Data in this exercise
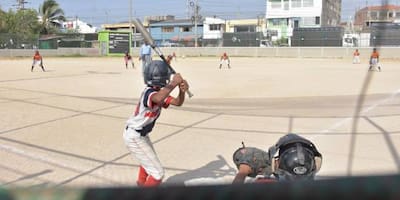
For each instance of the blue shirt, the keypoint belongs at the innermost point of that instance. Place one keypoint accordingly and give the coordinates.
(145, 50)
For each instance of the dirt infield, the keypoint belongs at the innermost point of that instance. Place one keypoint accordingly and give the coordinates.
(64, 127)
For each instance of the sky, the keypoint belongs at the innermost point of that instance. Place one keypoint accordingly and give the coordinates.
(97, 12)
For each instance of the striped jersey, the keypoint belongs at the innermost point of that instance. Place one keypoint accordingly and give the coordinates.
(147, 112)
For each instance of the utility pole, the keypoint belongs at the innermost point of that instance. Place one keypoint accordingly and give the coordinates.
(130, 23)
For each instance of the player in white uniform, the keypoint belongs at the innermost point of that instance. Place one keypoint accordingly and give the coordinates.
(138, 127)
(225, 59)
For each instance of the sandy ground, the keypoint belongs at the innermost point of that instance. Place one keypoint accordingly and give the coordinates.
(64, 127)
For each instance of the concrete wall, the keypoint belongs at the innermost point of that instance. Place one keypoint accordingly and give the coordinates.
(289, 52)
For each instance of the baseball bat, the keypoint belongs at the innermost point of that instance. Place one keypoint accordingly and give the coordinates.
(147, 37)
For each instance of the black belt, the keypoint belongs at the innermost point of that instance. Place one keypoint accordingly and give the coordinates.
(142, 133)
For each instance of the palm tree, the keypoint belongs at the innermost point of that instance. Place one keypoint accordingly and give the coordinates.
(51, 15)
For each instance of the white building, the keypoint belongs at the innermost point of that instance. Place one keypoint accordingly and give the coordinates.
(213, 29)
(78, 26)
(284, 15)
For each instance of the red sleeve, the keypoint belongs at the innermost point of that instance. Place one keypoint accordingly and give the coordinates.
(149, 102)
(167, 102)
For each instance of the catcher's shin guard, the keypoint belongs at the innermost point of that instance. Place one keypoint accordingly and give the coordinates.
(142, 177)
(152, 182)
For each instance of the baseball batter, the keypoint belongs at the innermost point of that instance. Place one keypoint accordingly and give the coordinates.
(138, 127)
(356, 57)
(374, 60)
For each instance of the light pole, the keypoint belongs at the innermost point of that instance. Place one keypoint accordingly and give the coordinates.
(130, 24)
(196, 15)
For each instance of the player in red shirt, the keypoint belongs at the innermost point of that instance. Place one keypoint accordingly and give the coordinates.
(128, 59)
(37, 60)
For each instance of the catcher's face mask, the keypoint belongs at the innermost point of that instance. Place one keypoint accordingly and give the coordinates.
(296, 161)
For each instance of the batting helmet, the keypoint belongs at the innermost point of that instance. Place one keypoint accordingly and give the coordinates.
(157, 74)
(295, 158)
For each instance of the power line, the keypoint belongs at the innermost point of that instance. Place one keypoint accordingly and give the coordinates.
(20, 4)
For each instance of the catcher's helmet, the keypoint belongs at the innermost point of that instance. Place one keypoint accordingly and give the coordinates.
(157, 74)
(295, 158)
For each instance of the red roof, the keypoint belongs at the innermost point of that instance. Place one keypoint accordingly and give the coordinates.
(382, 7)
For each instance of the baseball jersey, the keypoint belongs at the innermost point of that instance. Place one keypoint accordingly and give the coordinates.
(37, 57)
(147, 112)
(256, 158)
(375, 55)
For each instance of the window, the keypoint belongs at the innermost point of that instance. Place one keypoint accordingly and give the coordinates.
(186, 29)
(373, 15)
(276, 4)
(309, 21)
(308, 3)
(286, 4)
(296, 3)
(215, 27)
(245, 29)
(276, 22)
(167, 29)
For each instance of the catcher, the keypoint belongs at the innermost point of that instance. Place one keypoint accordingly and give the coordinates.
(291, 158)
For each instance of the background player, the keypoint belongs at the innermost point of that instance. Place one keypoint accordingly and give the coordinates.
(37, 60)
(374, 60)
(291, 158)
(225, 59)
(356, 57)
(145, 55)
(138, 127)
(128, 59)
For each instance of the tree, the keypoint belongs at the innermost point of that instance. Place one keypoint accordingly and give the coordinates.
(18, 29)
(51, 15)
(2, 21)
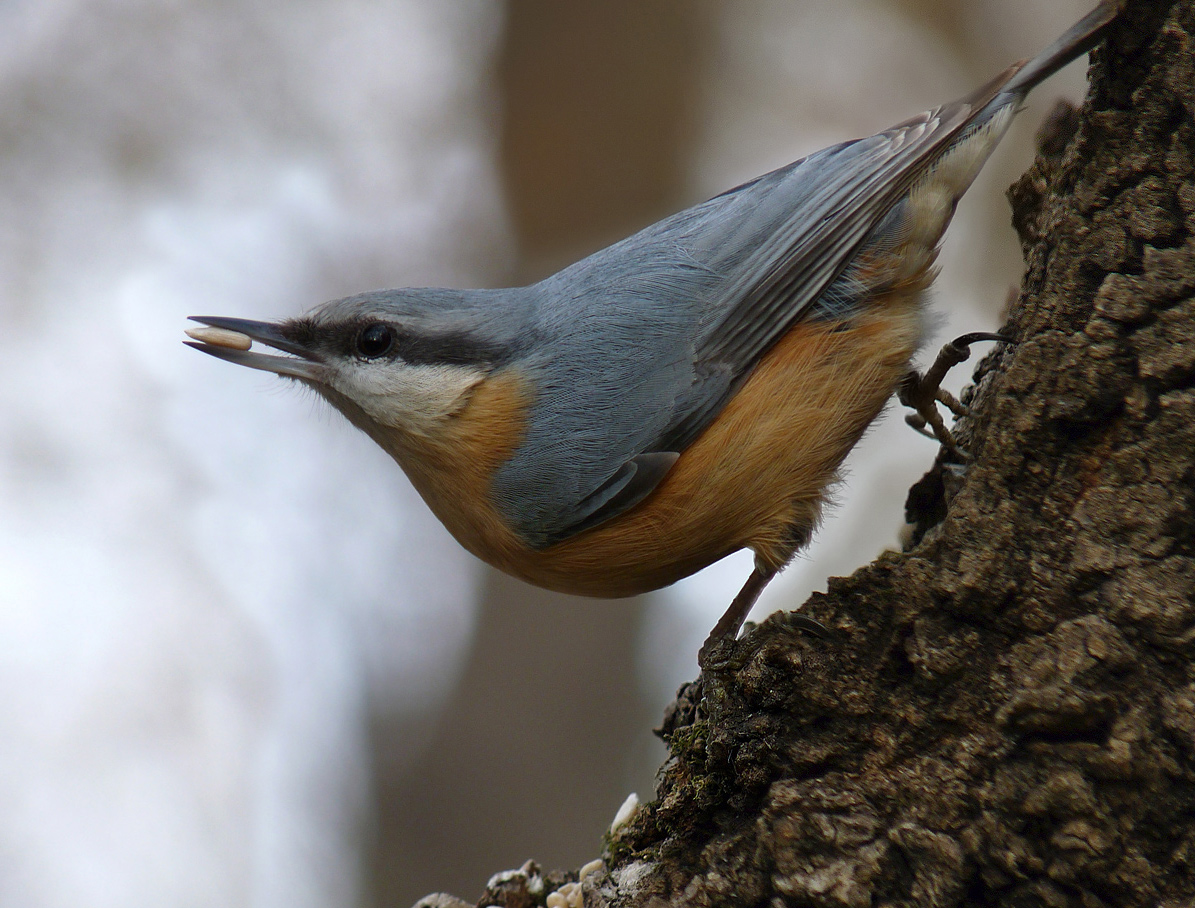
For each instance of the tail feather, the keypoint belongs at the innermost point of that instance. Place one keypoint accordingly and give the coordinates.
(1072, 43)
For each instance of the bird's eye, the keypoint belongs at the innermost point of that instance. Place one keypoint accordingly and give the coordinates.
(374, 341)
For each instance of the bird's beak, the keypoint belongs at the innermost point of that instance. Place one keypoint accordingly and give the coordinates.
(232, 338)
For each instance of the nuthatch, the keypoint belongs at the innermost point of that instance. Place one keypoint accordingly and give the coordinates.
(681, 394)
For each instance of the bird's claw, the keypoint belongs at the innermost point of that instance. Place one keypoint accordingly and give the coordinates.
(923, 391)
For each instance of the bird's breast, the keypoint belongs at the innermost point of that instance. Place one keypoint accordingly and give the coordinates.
(755, 477)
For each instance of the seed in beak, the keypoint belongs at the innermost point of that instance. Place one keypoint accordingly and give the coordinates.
(220, 337)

Task objective
Everything in the entries above should be returned exactly, apart from the pictures.

Answer
For each instance of the blue shirt, the keypoint belongs at the innermost point of that instance. Place one keypoint accordingly and give the coordinates.
(145, 50)
For each instance of the dirt infield, the keypoint belongs at the innermost point of that instance. Place one keypoint accordingly and give the coordinates.
(64, 127)
For each instance of the sky, the keypoint belongs at the innermost point of that instance. Place one keypoint accordingly and give the coordinates.
(97, 12)
For each instance of the striped jersey, the keypoint belongs at the innermost point of that instance. Place one keypoint accordingly and give the coordinates.
(147, 112)
For each instance of the utility pole, the keypoint belongs at the innermost point of that instance. Place one keypoint accordingly and give the coordinates.
(130, 23)
For each instance of the player in white uniform, the keypoint belongs at the innermost point of that instance. Place one keypoint accordingly and give the coordinates.
(138, 127)
(225, 59)
For each instance of the sandy ground, the keypoint belongs at the innermost point of that instance. Place one keypoint accordingly and give the coordinates.
(64, 127)
For each instance of the concrete wall, the keypoint belongs at the innermost point of that instance. Place one keypoint accordingly and give the coordinates.
(289, 52)
For each instance of the baseball bat, the keypoint belongs at the innermost point of that instance. Place one keypoint accordingly and give the coordinates.
(147, 37)
For each instance of the black belt, the keypoint belongs at the innermost point of that instance. Place one keypoint accordingly and give the coordinates.
(142, 133)
For each instance of the palm tree, the keypoint belongs at the innermost point of that instance. Place one keypoint accordingly and give the coordinates.
(51, 15)
For each instance of the white building, the keypoint belongs at the innermost point of that instance. Place one keypoint accordingly and give the coordinates.
(213, 29)
(78, 26)
(284, 15)
For each instance of the red sleeve, the keypoint belongs at the innermost point of that instance. Place one keypoint accordingly and give the coordinates.
(149, 102)
(167, 102)
For each instance of the catcher's shin guard, the keypoint belongs at the innermost point of that instance. Place one keypoint accordingly and give the coordinates.
(142, 177)
(152, 182)
For each instance of the baseball batter, the keypoint belongs at the innermost point of that instance. Place one keypoint accordingly and give the coordinates.
(138, 127)
(356, 57)
(374, 60)
For each instance of the light pole, the keypoint belongs at the innermost point of that instance. Place one keypoint accordingly and give the coordinates.
(130, 24)
(196, 15)
For each instance of the player in red shirt, the keypoint belongs at the innermost point of that instance. Place one keypoint accordingly and give the coordinates.
(128, 59)
(37, 60)
For each instance of the catcher's face mask, the keypoint belongs at the innermost point of that instance. Place one keypoint accordingly and give the coordinates.
(296, 161)
For each instance of the batting helmet, the keypoint belongs at the innermost point of that instance. Place one keypoint accordingly and give the coordinates.
(157, 74)
(295, 158)
For each instance of the power line, the keypoint belongs at the innermost point of that instance. Place one keypoint accordingly and give the coordinates.
(20, 4)
For each instance of the catcher's helmet, the keypoint belongs at the innermost point of that instance. Place one keypoint accordingly and give the coordinates.
(157, 74)
(295, 158)
For each instance of the red roof, the keypoint belongs at the innermost point of that instance. Place one keypoint accordingly and give the coordinates.
(382, 7)
For each instance of the baseball jersey, the keypoint belongs at the innermost point of that instance. Place one keypoint accordingly and give the coordinates.
(37, 57)
(147, 112)
(256, 158)
(375, 55)
For each instance of the window, the keypoint belongs at the innermost point of that instance. Place one keypoint accordingly and give the coordinates.
(186, 29)
(373, 15)
(276, 4)
(309, 21)
(308, 3)
(286, 4)
(296, 3)
(215, 27)
(245, 29)
(276, 22)
(167, 29)
For each instance of the catcher, the keypoint belongs at the innermost point of that instance. Place one keypoint accordingly and give the coordinates.
(291, 158)
For each instance of the background player, the keypoint belongs at the innermost point of that instance. Place one keypoint accordingly and give the coordinates.
(37, 60)
(374, 60)
(291, 158)
(225, 59)
(356, 57)
(145, 55)
(138, 127)
(128, 59)
For each instance of the tree, the keypoint belongs at the innermost point of that instance. Place one keypoint accordingly and give the coordinates.
(18, 29)
(51, 15)
(2, 21)
For each instance of the tail feather, the keypoint belongs at the innermost point of that instance. Place one keypoint accordingly and give the coordinates.
(1072, 43)
For each instance of the bird's eye, the keypoint belongs at the innermost point of that instance. Place one keypoint accordingly and give the coordinates.
(374, 341)
For each instance of the bird's beak, the keypoint belongs at the innermost point of that instance. Place one keypoint accordingly and give the coordinates.
(232, 338)
For each instance of the nuthatch, the keypoint belongs at the innermost point of that instance. Place one keypoint accordingly and give the coordinates.
(681, 394)
For each instance of the bird's claw, the keypoint belongs at the innermost point of that instance. Place one keypoint accordingly and give the coordinates.
(923, 391)
For each instance of the bird's breast, the keypoint belongs at the innermost point of that instance. Place one keypoint accordingly and give the coordinates.
(755, 477)
For each instance of the seed in beak, the keypoint belongs at the innermost point of that instance. Place one keypoint accordingly and give the coordinates.
(220, 337)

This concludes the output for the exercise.